=== DATA FOR PROCESSING ===

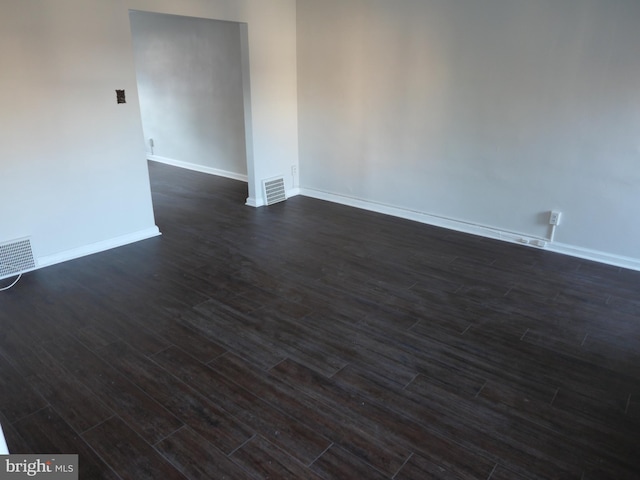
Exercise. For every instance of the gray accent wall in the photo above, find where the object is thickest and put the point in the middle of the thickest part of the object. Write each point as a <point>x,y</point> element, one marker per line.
<point>485,113</point>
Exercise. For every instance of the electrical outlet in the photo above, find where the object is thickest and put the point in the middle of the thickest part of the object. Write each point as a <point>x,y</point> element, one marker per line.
<point>554,218</point>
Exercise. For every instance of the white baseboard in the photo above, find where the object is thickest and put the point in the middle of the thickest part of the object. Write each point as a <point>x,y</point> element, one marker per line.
<point>474,229</point>
<point>97,247</point>
<point>254,202</point>
<point>595,255</point>
<point>259,202</point>
<point>198,168</point>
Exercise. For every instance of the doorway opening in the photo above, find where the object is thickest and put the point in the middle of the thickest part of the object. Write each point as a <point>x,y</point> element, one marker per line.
<point>194,91</point>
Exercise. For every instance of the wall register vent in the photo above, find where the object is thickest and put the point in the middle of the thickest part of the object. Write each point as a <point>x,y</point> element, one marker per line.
<point>16,257</point>
<point>274,190</point>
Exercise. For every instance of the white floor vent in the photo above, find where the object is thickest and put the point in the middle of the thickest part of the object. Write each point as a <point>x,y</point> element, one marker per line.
<point>274,190</point>
<point>16,257</point>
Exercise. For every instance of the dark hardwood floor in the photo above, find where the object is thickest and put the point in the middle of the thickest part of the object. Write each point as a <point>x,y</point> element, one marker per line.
<point>315,341</point>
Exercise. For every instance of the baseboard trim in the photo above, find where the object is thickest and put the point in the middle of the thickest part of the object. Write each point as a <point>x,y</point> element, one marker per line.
<point>255,202</point>
<point>97,247</point>
<point>198,168</point>
<point>595,256</point>
<point>474,229</point>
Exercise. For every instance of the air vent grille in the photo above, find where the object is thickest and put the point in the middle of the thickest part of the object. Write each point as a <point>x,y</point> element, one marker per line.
<point>16,257</point>
<point>274,190</point>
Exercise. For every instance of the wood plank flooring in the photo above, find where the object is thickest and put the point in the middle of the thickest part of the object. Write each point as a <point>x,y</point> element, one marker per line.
<point>315,341</point>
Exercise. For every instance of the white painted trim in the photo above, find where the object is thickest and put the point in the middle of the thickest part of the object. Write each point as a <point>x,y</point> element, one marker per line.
<point>254,202</point>
<point>292,192</point>
<point>97,247</point>
<point>474,229</point>
<point>198,168</point>
<point>595,255</point>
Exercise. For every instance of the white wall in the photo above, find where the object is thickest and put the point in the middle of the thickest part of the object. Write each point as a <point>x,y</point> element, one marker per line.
<point>478,112</point>
<point>73,174</point>
<point>189,74</point>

===

Give the lines above as a Markdown table with the columns Number and Line, covering the stretch from the line that contains "Exercise. For every instance of the white wall" through the end of the lines. Leave out blank lines.

OUTPUT OF THE EXERCISE:
| Number | Line |
|---|---|
| 1 | Exercise. For every instance of the white wall in the photo above, find where the object is thickest and put the point in the middle of the thickest part of the object. Write each point as a <point>x,y</point> element, one marker per line. |
| 2 | <point>478,112</point> |
| 3 | <point>73,174</point> |
| 4 | <point>189,74</point> |